§ Exercice proposé: Reprenez, s'il vous plaît, tout ce qui va de la ligne contenant « Question. Provide the position of each instance of the arched » jusqu'à la ligne contenant « Target: arched doorway », en substituant « wooden gate » à « arched doorway ». Le reste doit demeurer identique.

§ Matériel fourni:

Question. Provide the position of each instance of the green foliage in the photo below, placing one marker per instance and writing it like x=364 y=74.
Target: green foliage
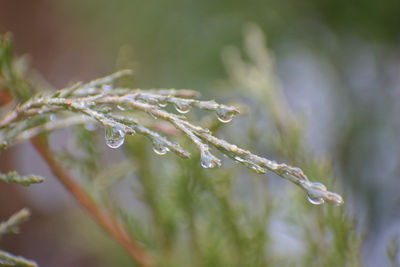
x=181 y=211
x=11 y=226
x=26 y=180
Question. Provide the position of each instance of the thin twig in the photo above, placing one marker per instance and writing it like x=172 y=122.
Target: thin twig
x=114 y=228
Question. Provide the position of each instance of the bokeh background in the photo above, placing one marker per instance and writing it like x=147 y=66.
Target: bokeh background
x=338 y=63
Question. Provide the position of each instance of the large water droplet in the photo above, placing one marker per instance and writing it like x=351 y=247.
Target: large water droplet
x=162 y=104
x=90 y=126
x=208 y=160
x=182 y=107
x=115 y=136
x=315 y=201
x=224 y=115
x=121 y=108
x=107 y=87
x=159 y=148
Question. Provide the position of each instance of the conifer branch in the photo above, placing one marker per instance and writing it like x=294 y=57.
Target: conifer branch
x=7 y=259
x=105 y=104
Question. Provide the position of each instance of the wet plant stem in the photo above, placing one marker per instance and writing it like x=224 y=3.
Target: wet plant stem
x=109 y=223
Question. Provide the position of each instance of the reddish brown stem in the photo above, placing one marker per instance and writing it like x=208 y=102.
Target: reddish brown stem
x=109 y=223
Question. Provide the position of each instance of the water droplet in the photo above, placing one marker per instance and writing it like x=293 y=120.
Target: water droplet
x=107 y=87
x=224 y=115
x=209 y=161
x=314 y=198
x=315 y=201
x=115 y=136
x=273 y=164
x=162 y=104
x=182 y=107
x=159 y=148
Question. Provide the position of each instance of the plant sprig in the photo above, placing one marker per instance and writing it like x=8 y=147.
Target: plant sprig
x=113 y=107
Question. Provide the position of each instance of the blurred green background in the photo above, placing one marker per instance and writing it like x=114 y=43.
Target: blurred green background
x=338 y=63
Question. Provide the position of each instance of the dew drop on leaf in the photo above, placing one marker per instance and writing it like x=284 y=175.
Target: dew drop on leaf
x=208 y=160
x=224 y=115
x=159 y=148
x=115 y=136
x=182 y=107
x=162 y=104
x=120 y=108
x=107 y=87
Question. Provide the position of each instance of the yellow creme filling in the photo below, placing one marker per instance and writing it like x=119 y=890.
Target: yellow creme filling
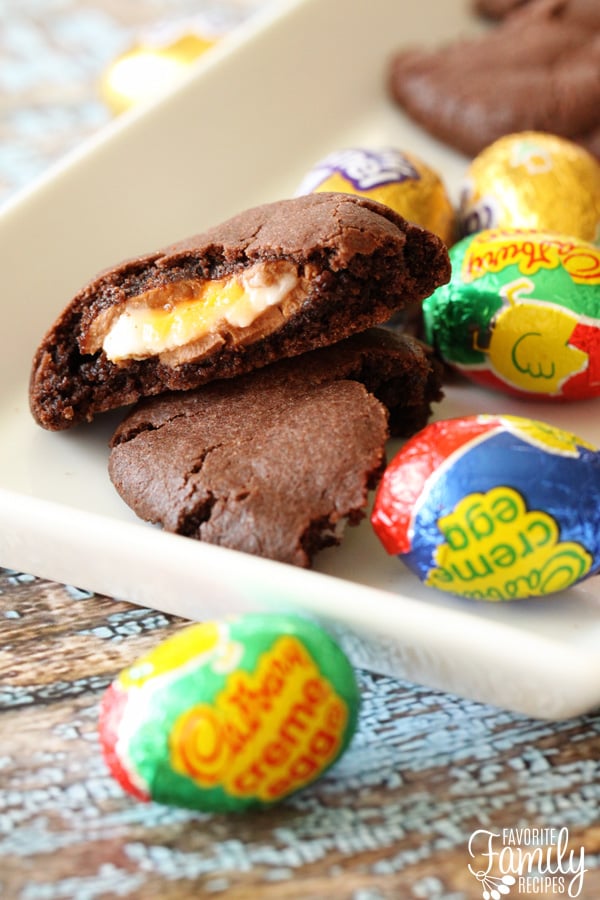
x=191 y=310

---

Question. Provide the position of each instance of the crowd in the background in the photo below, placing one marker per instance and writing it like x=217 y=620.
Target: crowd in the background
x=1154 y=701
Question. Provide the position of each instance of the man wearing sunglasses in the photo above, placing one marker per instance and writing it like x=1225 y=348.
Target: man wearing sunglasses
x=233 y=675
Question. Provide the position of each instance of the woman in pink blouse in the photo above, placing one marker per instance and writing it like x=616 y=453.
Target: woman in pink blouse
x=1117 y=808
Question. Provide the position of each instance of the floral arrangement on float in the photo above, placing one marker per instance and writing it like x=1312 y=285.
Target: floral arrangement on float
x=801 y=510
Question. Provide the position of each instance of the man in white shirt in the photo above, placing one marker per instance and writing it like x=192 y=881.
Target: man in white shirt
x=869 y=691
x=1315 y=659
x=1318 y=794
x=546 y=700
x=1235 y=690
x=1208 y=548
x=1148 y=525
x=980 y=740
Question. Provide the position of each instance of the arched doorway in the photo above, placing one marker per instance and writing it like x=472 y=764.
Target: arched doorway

§ Réponse au problème:
Question. Provide the position of each instance of the wooden gate in the photo above, placing one marker per instance and writing it like x=472 y=764.
Target: wooden gate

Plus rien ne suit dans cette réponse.